[Start Records to process]
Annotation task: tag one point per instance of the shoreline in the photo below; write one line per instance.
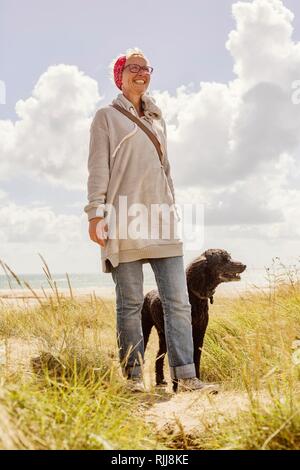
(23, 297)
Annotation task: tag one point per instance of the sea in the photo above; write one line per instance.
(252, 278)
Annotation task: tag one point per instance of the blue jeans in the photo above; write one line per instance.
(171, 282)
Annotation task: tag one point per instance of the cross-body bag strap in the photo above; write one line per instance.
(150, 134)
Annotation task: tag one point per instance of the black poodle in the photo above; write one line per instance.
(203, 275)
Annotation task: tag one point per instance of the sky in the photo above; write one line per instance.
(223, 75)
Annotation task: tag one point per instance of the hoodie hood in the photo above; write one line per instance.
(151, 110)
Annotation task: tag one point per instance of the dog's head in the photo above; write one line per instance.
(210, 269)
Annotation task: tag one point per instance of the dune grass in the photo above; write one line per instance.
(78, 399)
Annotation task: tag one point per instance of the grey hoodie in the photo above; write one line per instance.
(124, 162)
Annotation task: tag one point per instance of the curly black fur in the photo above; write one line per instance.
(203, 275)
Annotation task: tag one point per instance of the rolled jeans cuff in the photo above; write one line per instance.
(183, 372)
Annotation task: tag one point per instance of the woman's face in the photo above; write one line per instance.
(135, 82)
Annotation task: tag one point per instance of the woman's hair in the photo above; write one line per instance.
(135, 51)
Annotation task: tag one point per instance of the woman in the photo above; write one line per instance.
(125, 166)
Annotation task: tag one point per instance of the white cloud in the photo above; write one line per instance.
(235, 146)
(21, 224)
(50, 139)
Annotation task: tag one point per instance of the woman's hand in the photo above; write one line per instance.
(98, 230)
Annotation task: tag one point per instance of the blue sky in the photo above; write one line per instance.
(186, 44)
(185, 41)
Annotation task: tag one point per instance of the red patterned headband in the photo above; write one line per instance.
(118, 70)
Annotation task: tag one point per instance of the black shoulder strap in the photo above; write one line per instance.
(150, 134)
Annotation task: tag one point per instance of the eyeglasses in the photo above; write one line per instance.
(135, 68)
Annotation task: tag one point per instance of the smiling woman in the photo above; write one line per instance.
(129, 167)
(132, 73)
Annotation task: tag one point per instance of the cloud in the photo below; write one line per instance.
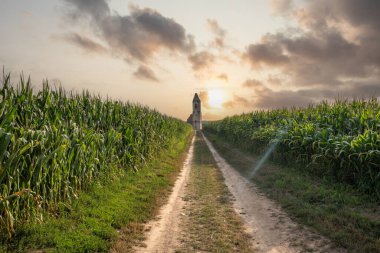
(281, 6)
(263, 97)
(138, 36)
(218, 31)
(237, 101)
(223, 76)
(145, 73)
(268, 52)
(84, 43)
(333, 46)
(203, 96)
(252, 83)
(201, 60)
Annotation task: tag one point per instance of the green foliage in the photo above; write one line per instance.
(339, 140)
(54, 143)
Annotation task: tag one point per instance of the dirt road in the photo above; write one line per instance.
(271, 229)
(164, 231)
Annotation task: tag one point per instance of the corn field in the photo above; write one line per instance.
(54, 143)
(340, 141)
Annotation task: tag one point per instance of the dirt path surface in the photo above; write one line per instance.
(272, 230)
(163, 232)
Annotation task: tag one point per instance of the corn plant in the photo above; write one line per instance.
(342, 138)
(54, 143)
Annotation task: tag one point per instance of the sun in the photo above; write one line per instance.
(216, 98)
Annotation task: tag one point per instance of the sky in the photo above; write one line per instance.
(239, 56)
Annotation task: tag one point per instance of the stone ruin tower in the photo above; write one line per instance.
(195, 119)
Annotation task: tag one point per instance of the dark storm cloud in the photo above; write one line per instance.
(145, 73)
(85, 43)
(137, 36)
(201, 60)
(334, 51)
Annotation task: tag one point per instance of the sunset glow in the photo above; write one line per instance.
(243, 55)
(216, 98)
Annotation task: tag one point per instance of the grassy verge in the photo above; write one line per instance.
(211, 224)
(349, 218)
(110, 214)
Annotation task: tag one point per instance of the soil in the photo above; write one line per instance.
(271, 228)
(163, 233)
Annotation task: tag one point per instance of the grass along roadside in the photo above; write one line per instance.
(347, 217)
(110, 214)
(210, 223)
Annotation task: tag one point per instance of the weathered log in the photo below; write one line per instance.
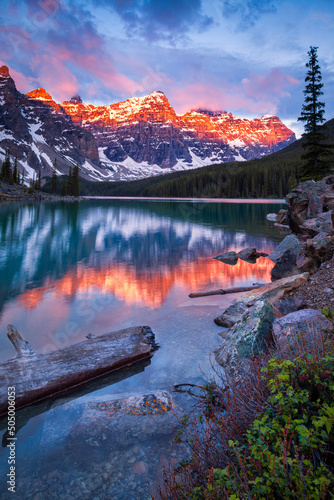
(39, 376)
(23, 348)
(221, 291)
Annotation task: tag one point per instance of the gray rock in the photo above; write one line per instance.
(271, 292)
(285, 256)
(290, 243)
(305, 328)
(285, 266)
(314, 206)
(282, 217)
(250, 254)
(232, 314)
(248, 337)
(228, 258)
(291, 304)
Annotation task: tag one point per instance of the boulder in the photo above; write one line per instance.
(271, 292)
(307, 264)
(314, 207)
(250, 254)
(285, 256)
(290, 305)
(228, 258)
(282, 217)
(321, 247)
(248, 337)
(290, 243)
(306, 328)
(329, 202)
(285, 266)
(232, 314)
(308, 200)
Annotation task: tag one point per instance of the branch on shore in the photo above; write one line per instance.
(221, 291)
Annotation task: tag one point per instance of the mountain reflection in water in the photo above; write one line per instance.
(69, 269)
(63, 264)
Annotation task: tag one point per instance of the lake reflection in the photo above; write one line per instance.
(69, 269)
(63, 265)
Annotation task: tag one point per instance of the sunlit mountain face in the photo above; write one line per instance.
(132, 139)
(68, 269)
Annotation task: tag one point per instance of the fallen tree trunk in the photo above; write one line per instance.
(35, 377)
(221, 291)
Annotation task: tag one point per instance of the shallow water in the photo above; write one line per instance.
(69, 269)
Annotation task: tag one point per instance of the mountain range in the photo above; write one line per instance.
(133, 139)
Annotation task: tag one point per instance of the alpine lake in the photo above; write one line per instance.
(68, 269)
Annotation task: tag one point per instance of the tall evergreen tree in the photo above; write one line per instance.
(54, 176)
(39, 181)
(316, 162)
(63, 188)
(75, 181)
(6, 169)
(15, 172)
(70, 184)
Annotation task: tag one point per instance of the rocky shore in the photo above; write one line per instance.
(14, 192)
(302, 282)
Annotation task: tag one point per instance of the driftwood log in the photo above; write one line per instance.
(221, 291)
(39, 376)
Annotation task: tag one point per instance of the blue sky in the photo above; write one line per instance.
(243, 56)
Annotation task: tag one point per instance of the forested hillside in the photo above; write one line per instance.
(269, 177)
[End Records to process]
→ Short task: Everything from the line with "Annotation task: tag one point per instance of the branch" to the end of the listing above needs to be duplicated exactly, both end lines included, with nothing more.

→ The output:
Annotation task: tag one point per instance of the branch on shore in the photo above; write one line per instance.
(221, 291)
Annotation task: tag one point per instance of the mountain reflection in water in the photo above; write one line per instance.
(69, 269)
(63, 264)
Annotation task: tag one point per instance of the lake reflection in the photo above; write one line per instance.
(69, 269)
(63, 265)
Annotation task: tag one point per instance of the sunlit mountain face in the photo above; write one line per instance.
(132, 139)
(68, 269)
Annotation task: tag one point per instance of the fallen tree trunk in the photo above; write one line per instance.
(35, 377)
(221, 291)
Annotation task: tag one point per instance of the shallow water in the photo above; write one line per instance.
(69, 269)
Annotation task: tag one point per instance of the mountain range in the photo above; write one line per instance.
(133, 139)
Annotation task: tag one point per instance of the alpine lake in the photo above; write one line per instance.
(68, 269)
Annotation task: tag one point per instance of the tall evergreen tree in the photo above; write one line per instance.
(54, 176)
(39, 181)
(316, 162)
(63, 188)
(75, 181)
(6, 169)
(15, 172)
(70, 184)
Annotation task: tag one point per instance of the rocky shore in the photo above; write one line per instance.
(14, 192)
(302, 282)
Annotation task: tag one point per instance of the driftwood log in the photo above; write one line per instance.
(221, 291)
(39, 376)
Annotation task: tag one point per instance of the blue sky in the photo above; write one line per instance.
(243, 56)
Annotation task: tag one point per instance of the forested hillside in the photo above; write one line per instance.
(269, 177)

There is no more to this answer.